%%

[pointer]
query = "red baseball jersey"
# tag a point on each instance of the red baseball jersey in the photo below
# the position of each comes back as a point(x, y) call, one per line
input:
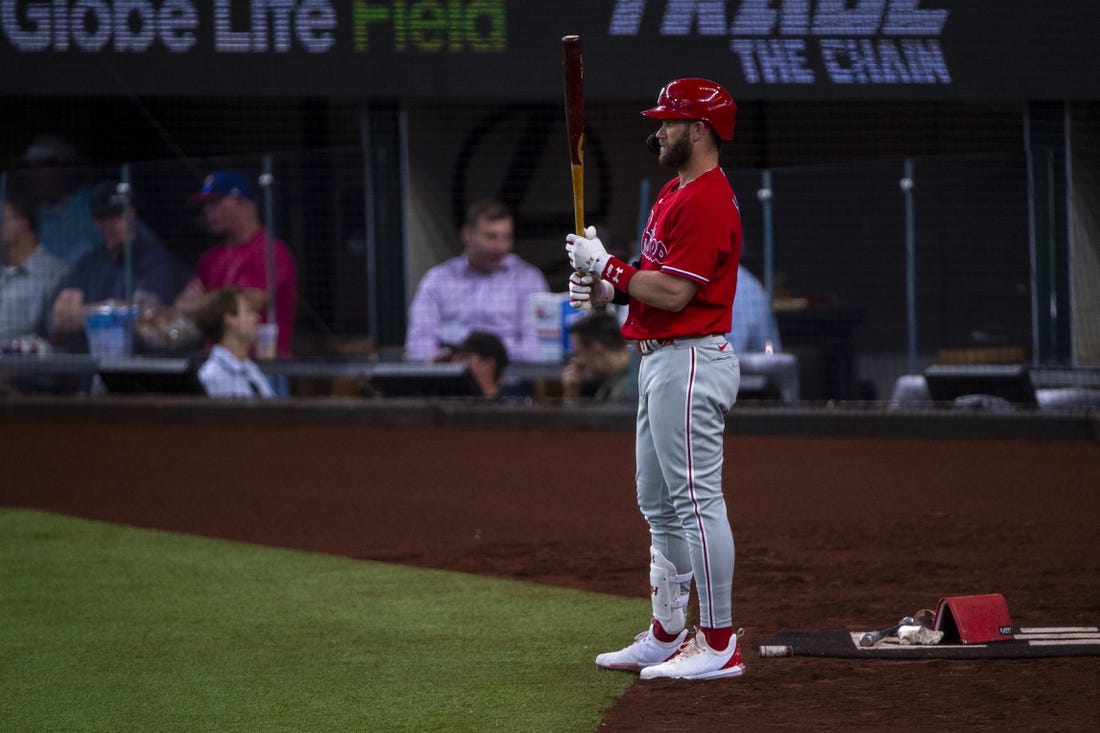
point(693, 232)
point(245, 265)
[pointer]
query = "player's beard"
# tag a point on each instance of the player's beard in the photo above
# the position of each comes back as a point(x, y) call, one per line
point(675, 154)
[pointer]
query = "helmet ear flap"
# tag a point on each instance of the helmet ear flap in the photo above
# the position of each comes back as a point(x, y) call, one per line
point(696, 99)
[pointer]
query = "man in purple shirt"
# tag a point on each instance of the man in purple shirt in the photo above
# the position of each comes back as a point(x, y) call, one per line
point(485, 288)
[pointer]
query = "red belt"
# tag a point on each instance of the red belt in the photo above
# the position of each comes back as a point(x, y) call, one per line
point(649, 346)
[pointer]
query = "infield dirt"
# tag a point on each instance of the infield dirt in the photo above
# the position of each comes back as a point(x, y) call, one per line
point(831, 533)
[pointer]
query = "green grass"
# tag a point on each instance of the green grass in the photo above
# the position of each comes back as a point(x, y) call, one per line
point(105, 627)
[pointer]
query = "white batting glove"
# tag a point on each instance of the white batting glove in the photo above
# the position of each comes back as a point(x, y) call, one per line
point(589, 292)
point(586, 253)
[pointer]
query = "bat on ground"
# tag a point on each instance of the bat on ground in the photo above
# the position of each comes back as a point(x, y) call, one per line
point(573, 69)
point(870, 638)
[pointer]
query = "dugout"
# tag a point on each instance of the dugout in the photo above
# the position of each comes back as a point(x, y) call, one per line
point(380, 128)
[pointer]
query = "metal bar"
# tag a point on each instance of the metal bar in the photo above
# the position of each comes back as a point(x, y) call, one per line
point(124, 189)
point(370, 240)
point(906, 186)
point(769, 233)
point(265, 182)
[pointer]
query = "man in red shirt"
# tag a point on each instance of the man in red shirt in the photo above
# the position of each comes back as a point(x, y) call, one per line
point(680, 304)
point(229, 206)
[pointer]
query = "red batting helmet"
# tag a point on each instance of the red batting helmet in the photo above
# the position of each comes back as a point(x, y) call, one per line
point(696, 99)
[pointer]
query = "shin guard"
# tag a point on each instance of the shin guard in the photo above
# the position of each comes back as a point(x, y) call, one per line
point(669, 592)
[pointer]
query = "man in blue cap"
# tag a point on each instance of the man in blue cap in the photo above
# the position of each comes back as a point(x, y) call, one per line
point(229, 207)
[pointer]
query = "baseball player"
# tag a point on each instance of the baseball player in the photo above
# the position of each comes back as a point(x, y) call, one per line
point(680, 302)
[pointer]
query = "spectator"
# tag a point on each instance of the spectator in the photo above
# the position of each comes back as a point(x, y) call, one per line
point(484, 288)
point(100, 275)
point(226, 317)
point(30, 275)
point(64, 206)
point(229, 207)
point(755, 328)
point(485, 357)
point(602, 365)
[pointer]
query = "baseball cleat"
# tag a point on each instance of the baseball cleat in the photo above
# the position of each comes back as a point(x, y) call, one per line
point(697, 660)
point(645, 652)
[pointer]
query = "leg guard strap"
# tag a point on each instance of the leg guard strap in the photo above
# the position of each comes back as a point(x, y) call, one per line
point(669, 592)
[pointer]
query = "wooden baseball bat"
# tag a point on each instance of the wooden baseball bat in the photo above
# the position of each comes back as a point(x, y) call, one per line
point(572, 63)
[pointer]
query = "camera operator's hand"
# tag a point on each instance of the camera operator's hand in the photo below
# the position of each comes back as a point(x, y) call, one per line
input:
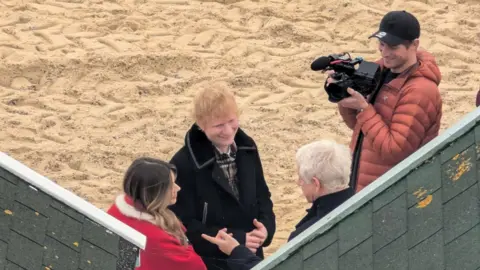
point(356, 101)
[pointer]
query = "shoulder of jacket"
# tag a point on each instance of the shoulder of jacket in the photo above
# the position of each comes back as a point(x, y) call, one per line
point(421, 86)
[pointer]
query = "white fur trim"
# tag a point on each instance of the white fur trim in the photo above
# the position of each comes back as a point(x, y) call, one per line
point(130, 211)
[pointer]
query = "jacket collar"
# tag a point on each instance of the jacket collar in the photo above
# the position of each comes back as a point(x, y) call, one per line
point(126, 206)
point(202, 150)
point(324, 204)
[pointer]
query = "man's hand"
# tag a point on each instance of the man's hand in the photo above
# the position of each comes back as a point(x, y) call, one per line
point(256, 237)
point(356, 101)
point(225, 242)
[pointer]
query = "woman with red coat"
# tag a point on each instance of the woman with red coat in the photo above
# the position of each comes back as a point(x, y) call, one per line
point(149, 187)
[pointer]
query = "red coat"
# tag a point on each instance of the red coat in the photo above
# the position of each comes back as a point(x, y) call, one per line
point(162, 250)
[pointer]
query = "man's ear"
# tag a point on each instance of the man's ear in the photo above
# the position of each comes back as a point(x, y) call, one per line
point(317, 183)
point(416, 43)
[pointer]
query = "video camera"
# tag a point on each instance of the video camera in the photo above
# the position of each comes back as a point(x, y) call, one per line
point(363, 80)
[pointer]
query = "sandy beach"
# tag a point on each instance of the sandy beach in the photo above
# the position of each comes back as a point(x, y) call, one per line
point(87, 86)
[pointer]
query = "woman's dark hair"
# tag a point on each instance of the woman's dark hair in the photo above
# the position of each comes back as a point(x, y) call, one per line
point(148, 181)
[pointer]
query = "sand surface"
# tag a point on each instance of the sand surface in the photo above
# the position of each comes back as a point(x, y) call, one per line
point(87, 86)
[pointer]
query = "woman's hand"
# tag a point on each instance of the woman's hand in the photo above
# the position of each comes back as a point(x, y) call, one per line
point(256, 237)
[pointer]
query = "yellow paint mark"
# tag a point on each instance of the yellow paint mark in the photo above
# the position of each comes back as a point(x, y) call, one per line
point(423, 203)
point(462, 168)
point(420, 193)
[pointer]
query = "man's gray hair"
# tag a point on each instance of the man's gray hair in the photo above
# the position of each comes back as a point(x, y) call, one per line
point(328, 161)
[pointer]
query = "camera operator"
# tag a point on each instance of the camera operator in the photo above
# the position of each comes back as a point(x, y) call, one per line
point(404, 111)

%%

> **Task directions**
Can you edit the data above so that every "tag a point" becomes "place a point", with everything else unchanged and the pictures left out of your answer?

> **Output for this task**
[pointer]
query = "red baseball jersey"
# place a point on each instance of the red baseball jersey in the photo below
# the position of each comes back as a point(x, y) call, one per line
input:
point(693, 232)
point(245, 265)
[pointer]
query = "player's beard"
# place a point on each instance of the player's beard in the photo above
# the position of each comes back as a point(x, y) call, one per line
point(675, 154)
[pointer]
query = "helmet ear flap"
# place a point on each instance of the helmet ear flap in the photo above
# the position of each comes back as a point(x, y) call, one per line
point(696, 99)
[pointer]
query = "man in purple shirt"
# place a point on each instance of the man in purple shirt in the photo above
# the position of each comes back as a point(x, y) call, one per line
point(485, 288)
[pointer]
query = "red belt"
# place a point on each instance of the red belt in the photo above
# the position of each comes back as a point(x, y) call, one per line
point(649, 346)
[pointer]
query = "infield dirt"
# place a point on each instance of the infield dirt in the photo above
# the position of each comes back as a point(x, y) call, one per line
point(831, 533)
[pointer]
query = "green grass"
# place a point on each instance of the green grass in the photo above
# the position of each comes back as a point(x, y) call, one per line
point(105, 627)
[pointer]
query = "white batting glove"
# place a point on each instance of the white batting glove in the photo above
# the position of each comes back as a point(x, y) call, one per line
point(589, 292)
point(586, 253)
[pointer]
query = "bat on ground"
# place a point on each instance of the bat on ground in the photo above
# the position of each comes back as a point(x, y) call, one per line
point(573, 69)
point(870, 638)
[pointer]
query = "dugout"
# place a point on each instance of the dugout in the photo above
# the position of each comes back as a point(x, y) call, one per line
point(380, 128)
[pointer]
query = "metal bar"
# place a point on each instance of the metal bar in the photo above
# the position of each comes back as a point(x, y) call, one per line
point(124, 189)
point(370, 240)
point(906, 186)
point(769, 233)
point(265, 182)
[pointer]
query = "man in red shirt"
# place a point on each instance of the man in red shirt in the photo above
# the position of each comes back as a point(x, y) call, one per line
point(680, 304)
point(229, 206)
[pointer]
query = "red batting helmet"
# place a point on each instance of the red batting helmet in the photo above
# the position of each comes back as a point(x, y) call, one per line
point(696, 99)
[pointer]
query = "shin guard"
# place a point on each instance of the shin guard in the photo above
# the position of each comes back as a point(x, y) call, one per line
point(669, 592)
[pointer]
query = "man in blue cap"
# place a point on each instance of the man in blue cap in the photo above
# the position of each comes back as a point(x, y) call, one per line
point(229, 207)
[pointer]
query = "baseball player"
# place a point on each instance of the baseball player in the photo above
# the position of each comes back as a point(x, y) call, one per line
point(680, 302)
[pointer]
query = "spectator"
# place a point on each instance of the spectator in the photo above
# the position of each comes back as a point(x, y) call, one per line
point(484, 288)
point(100, 275)
point(226, 317)
point(30, 275)
point(64, 206)
point(229, 207)
point(755, 328)
point(485, 357)
point(602, 365)
[pointer]
query = "baseball cleat"
# place a point on each instance of the baseball cleat in the photo above
# the position of each comes back as a point(x, y) call, one per line
point(697, 660)
point(645, 652)
[pointer]
query = "leg guard strap"
# place a point on each instance of the leg guard strap in the photo above
# the position of each comes back as a point(x, y) call, one per line
point(669, 592)
[pointer]
query = "wooden baseball bat"
# place a point on each instance of the wooden baseball bat in the photo above
# the position of each comes back as a point(x, y) call, one per line
point(572, 63)
[pointer]
query = "camera operator's hand"
# place a point on each instance of the camera operator's hand in the photo below
# the position of each comes back as a point(x, y) call, one per line
input:
point(356, 101)
[pointer]
query = "shoulder of jacket"
# place a point on each instance of the shoulder of jacket in the photo above
# the position of each comes back as a point(x, y) call, one per line
point(421, 86)
[pointer]
query = "white fur trim"
# place a point on each instance of the white fur trim in the photo above
# the position of each comes back as a point(x, y) call, one per line
point(130, 211)
[pointer]
query = "jacket collar"
# place a point on each instance of the jacket collar in the photo above
# the position of each comes back as a point(x, y) call, one per line
point(126, 206)
point(202, 150)
point(324, 204)
[pointer]
query = "man's hand"
# place a point on each instance of the man's hand in the photo above
# the position of each comes back as a point(x, y) call, one per line
point(256, 237)
point(356, 101)
point(225, 242)
[pointer]
query = "woman with red coat"
# place a point on each instance of the woman with red coat in the photo above
# the position of each comes back as a point(x, y) call, one per line
point(149, 187)
[pointer]
query = "red coat"
# place a point on each instance of the red coat in the photo above
# the position of each comes back as a point(x, y) call, one per line
point(162, 250)
[pointer]
query = "man's ear"
# place a point on each instance of the man's ear in the photo above
# the position of each comes back as a point(x, y) call, one per line
point(317, 183)
point(416, 43)
[pointer]
query = "video camera"
# place a point on each instance of the video camera in the photo above
# the position of each comes back as a point(x, y) call, one per line
point(363, 80)
[pointer]
query = "sandy beach"
# place a point on each instance of the sandy beach in the photo above
# the position of each comes back as a point(x, y) call, one per line
point(87, 86)
[pointer]
query = "woman's dark hair"
# place a point on each instance of the woman's dark hair in the photo above
# the position of each comes back as a point(x, y) call, one per line
point(148, 181)
[pointer]
query = "sand surface"
# place a point on each instance of the sand surface in the photo above
# the position of each comes back as a point(x, y) call, one per line
point(87, 86)
[pointer]
query = "woman's hand"
# place a point on each instance of the woman's hand in the photo above
# the position of each comes back as a point(x, y) call, one per line
point(256, 237)
[pointer]
query = "yellow paint mark"
# place a point on each instance of the yellow paint mark in the photo above
# the position of each comes back as a point(x, y) call, one per line
point(423, 203)
point(462, 168)
point(420, 193)
[pointer]
query = "man's gray hair"
# place a point on each instance of the man's gray hair in the photo above
# the position of each comes back as a point(x, y) call, one per line
point(328, 161)
[pointer]
query = "camera operator"
# place a point on each instance of the camera operator in the photo above
# the position of each comes back as a point(x, y) call, one per line
point(404, 111)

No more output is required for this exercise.